# Work to do
Write out the material below word for word, leaving the pictures out of your answer.

Named-object pointing records:
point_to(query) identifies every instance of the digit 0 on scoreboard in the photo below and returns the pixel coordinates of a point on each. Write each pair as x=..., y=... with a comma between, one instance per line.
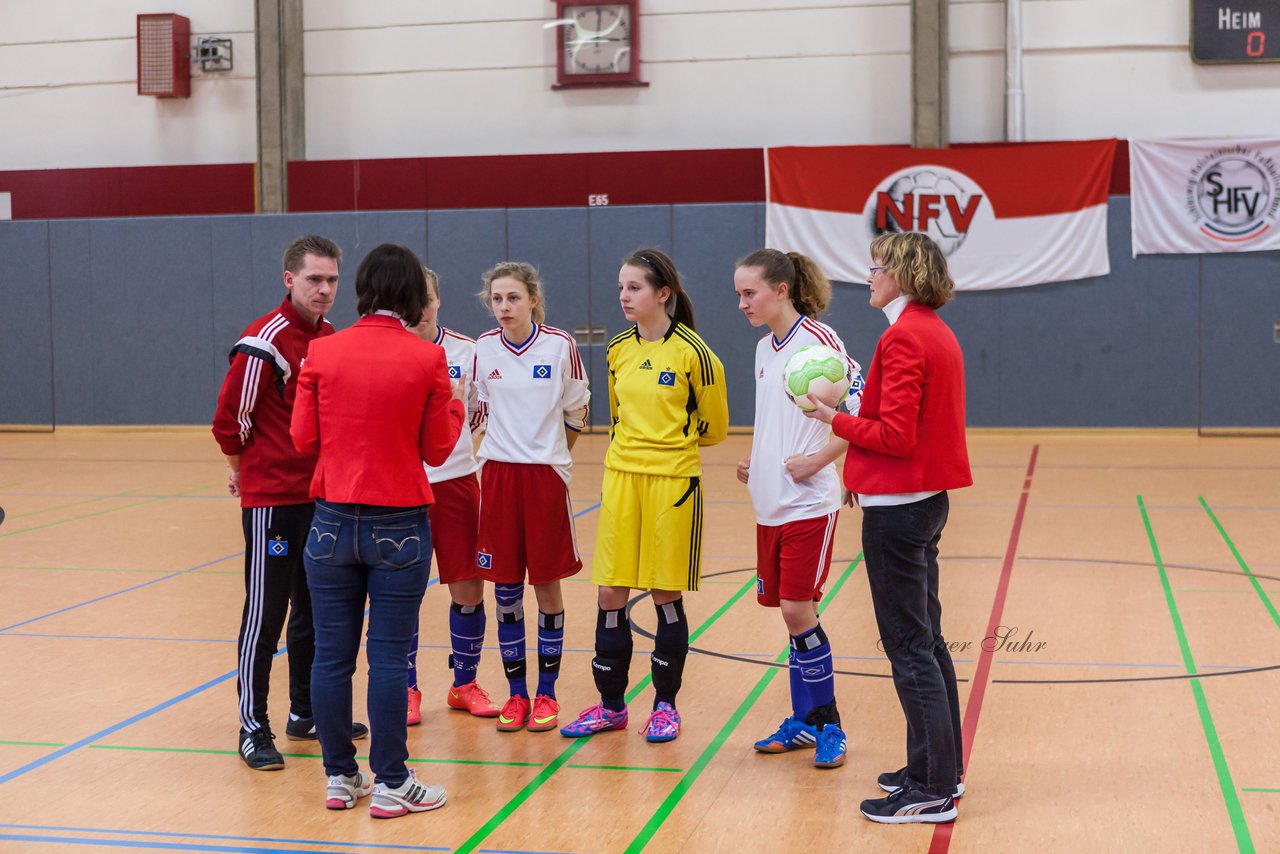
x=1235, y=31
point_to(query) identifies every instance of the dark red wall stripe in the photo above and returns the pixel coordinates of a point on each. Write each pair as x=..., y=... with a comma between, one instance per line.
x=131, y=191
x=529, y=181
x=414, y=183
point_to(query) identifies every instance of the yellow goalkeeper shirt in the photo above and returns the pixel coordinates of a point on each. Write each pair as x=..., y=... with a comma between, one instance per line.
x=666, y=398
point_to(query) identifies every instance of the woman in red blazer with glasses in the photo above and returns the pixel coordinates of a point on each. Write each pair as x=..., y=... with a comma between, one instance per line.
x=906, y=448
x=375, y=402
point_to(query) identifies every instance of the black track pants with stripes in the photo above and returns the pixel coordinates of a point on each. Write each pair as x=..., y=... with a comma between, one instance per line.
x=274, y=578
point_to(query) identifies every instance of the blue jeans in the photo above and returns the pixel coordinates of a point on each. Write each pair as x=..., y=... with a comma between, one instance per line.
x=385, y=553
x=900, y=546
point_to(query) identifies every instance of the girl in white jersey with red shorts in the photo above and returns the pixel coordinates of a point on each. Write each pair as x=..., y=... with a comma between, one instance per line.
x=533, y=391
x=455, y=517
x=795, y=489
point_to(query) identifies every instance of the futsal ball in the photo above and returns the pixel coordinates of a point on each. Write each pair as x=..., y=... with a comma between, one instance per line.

# In response
point_to(query) identifies every instance of the digit 0 on scoreboard in the photo below and returns the pixel coordinates of a point on each. Write each pair as x=..., y=... with a comma between, one instance per line.
x=1235, y=31
point_to(query) identifies every instance of the dark red wall stripe in the photo above and returns the pixel coordinates of a point on each. Write each pair as x=..., y=... with a comma between, one instance per line.
x=131, y=191
x=529, y=181
x=414, y=183
point_to(query) identifies every instance of the yellow goalkeeper shirt in the photo above and returns the pixel coordinates of a point on each. Write each pair as x=..., y=... with a comma between, one instance per line.
x=666, y=398
point_to(query) identifies every instance of the woman in red blazer with glasses in the photo above and returns the pixel coordinates of a point on each. Write each pair as x=..., y=... with a comma between, one instance per line.
x=906, y=448
x=375, y=402
point_to(query) identifies every instance of the black track pants with stripes in the photo above and returns the pixel coordinates of a point on each. Write each pair as x=..., y=... with a comma between, one instance per line.
x=274, y=578
point_to(query) identifies every instance of the blue jeans in the photo above and returns the pixel coordinates of a point on each. Write each pair as x=..., y=... with a comma between, one instance per line.
x=385, y=553
x=900, y=546
point_to(query) identifies every instance of the girl in white jersey with red shorts in the photo above and returns the pixel coordinates of a point on each. Write each pair as x=..., y=... with a comma between, one instance per line.
x=533, y=391
x=455, y=517
x=795, y=489
point_to(query) identifies every instance of the futsal ball in the photo above and returns the pixel coordinates of a point on each. Write each pair as x=..., y=... with a comma between, one instance per line.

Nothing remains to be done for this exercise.